• Opdracht: Wil je de regels vanaf de regel met "Locate every instance of the building" tot en met het einde van de gegevens weergeven als Markdown-tabel met de kolommen "Nr." en "Regel"? Laat lege regels weg.

------------------------------------------------------------------------

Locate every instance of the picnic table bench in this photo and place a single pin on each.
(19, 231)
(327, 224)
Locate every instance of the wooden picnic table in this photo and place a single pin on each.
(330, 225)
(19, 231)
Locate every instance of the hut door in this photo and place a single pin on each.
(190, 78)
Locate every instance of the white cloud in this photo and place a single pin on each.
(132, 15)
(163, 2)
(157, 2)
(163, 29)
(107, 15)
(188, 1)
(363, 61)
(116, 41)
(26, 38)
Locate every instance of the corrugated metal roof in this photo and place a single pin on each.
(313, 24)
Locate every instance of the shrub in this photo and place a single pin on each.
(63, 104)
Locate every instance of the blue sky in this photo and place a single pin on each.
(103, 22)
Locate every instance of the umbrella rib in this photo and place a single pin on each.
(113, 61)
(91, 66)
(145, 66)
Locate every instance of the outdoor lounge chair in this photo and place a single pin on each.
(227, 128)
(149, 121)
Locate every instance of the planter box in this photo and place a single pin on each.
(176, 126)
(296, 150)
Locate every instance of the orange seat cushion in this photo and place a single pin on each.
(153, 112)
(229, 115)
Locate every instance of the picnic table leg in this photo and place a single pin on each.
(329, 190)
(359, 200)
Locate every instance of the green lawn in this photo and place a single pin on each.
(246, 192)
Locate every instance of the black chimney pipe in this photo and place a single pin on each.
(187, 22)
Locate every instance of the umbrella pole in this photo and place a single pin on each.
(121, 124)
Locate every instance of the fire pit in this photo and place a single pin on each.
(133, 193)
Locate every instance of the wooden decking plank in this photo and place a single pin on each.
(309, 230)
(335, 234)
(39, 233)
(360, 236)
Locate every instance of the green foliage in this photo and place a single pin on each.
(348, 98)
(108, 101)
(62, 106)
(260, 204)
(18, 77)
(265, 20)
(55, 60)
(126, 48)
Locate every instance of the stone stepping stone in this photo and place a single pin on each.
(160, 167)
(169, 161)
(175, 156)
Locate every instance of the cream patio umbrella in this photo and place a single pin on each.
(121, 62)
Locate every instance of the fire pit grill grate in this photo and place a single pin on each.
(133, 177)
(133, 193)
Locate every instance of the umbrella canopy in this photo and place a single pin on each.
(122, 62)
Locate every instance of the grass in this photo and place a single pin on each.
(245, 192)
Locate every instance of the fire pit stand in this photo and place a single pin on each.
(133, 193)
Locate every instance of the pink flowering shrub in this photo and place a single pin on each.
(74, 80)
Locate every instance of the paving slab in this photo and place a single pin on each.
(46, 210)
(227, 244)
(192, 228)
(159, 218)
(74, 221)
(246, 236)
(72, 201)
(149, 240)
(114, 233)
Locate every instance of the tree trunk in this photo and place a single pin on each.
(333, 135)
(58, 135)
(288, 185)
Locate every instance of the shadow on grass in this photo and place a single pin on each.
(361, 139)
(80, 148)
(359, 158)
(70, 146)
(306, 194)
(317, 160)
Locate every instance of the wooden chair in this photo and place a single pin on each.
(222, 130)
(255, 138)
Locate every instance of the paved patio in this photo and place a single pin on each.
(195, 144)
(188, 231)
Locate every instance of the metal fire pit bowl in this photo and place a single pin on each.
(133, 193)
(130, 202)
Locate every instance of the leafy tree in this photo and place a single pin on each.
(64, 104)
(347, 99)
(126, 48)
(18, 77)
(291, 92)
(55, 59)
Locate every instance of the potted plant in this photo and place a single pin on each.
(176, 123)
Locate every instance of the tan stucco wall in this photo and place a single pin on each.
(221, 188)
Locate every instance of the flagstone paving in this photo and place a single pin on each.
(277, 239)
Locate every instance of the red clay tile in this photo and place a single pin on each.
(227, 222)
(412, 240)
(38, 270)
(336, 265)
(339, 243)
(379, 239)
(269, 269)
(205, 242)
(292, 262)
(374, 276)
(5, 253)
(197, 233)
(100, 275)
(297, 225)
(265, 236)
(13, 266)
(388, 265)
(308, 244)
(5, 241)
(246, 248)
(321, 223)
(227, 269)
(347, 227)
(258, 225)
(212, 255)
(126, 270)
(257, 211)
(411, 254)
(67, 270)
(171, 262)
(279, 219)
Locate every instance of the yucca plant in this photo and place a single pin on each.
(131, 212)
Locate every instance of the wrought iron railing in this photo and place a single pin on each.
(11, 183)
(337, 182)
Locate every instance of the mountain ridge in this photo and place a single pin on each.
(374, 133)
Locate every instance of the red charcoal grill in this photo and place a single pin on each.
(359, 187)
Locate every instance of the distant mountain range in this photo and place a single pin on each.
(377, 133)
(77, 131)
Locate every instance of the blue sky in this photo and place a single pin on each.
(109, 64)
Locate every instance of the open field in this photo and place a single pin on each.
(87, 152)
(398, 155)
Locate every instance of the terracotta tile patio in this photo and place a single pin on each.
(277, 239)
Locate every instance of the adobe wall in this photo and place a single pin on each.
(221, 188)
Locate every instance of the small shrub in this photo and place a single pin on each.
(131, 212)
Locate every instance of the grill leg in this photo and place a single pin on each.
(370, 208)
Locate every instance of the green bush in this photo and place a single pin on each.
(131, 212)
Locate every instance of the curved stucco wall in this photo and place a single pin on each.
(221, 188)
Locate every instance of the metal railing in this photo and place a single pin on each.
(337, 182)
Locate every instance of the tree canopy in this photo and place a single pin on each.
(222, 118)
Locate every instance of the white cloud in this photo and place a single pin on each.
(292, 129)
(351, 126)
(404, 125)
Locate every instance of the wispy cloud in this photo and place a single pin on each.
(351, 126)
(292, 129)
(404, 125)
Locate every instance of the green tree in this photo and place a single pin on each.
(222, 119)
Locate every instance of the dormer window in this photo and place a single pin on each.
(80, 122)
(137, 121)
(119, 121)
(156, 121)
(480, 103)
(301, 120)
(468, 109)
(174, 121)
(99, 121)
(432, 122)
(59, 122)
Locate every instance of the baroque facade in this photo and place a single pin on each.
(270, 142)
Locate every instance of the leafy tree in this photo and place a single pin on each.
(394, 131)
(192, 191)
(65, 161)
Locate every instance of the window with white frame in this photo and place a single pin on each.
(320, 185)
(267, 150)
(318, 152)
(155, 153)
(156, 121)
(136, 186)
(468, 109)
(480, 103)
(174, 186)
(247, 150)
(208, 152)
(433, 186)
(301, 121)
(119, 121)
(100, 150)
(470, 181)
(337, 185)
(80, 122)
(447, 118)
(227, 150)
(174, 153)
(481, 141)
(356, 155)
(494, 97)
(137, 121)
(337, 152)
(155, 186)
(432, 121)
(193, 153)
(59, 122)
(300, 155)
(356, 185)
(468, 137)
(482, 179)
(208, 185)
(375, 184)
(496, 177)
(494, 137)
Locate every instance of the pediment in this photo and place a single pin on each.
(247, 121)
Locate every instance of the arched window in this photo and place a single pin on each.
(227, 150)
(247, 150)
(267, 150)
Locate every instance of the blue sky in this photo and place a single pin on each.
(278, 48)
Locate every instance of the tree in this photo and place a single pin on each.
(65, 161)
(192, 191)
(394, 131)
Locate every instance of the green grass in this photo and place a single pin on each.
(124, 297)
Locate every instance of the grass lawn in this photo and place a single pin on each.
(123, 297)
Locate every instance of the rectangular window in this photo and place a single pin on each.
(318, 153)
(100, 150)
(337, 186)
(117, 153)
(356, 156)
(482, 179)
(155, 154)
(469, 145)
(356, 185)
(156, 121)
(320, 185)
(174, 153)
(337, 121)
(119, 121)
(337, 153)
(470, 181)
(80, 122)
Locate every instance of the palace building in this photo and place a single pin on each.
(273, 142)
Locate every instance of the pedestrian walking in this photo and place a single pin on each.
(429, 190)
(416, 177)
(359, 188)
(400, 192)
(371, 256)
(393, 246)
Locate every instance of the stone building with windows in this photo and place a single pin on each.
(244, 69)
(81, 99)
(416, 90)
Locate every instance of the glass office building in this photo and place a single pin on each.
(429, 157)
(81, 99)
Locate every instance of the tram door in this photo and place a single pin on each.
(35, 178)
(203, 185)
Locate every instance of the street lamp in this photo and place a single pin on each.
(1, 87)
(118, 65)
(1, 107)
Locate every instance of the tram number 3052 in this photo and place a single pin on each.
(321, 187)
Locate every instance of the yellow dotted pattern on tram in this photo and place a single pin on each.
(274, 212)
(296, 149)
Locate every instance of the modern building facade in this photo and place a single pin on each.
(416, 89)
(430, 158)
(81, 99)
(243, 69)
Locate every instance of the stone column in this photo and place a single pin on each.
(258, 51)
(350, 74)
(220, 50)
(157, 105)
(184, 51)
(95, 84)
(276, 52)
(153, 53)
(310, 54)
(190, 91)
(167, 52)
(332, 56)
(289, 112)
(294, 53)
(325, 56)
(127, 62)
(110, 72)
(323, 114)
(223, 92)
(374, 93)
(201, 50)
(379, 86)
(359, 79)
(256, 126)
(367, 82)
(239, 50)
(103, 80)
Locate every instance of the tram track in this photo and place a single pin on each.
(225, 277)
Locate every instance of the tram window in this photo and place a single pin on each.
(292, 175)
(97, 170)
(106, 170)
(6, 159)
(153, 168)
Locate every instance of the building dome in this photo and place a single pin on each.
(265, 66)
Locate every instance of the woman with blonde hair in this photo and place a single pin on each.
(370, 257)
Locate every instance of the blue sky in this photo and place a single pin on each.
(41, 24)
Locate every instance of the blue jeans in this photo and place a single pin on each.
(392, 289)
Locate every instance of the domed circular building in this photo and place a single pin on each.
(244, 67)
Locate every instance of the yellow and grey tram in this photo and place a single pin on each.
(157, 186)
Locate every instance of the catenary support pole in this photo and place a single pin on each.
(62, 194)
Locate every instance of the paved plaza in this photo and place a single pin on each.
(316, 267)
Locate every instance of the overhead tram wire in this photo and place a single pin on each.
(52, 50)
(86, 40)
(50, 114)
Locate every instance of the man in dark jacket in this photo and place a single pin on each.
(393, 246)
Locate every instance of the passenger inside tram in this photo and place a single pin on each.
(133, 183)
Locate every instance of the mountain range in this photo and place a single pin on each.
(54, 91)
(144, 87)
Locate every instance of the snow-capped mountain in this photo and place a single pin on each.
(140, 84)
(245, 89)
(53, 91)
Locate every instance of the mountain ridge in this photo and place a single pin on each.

------------------------------------------------------------------------

• Uitgevoerde opdracht:
| Nr. | Regel |
|---|---|
| 1 | Locate every instance of the building dome in this photo and place a single pin on each. |
| 2 | (265, 66) |
| 3 | Locate every instance of the woman with blonde hair in this photo and place a single pin on each. |
| 4 | (370, 257) |
| 5 | Locate every instance of the blue sky in this photo and place a single pin on each. |
| 6 | (41, 24) |
| 7 | Locate every instance of the blue jeans in this photo and place a single pin on each. |
| 8 | (392, 289) |
| 9 | Locate every instance of the domed circular building in this photo and place a single pin on each. |
| 10 | (244, 67) |
| 11 | Locate every instance of the yellow and grey tram in this photo and place a single pin on each. |
| 12 | (157, 186) |
| 13 | Locate every instance of the catenary support pole in this photo and place a single pin on each. |
| 14 | (62, 194) |
| 15 | Locate every instance of the paved plaza in this photo and place a single pin on each. |
| 16 | (316, 267) |
| 17 | Locate every instance of the overhead tram wire in this photo and place a single pin on each. |
| 18 | (52, 50) |
| 19 | (86, 40) |
| 20 | (50, 114) |
| 21 | Locate every instance of the man in dark jacket in this photo and place a single pin on each. |
| 22 | (393, 246) |
| 23 | Locate every instance of the passenger inside tram in this photo and place a single pin on each. |
| 24 | (133, 183) |
| 25 | Locate every instance of the mountain range in this photo and place a single pin on each. |
| 26 | (54, 91) |
| 27 | (144, 87) |
| 28 | Locate every instance of the snow-capped mountain in this photo and place a single pin on each. |
| 29 | (140, 84) |
| 30 | (245, 89) |
| 31 | (53, 91) |
| 32 | Locate every instance of the mountain ridge in this photo and place a single pin on each. |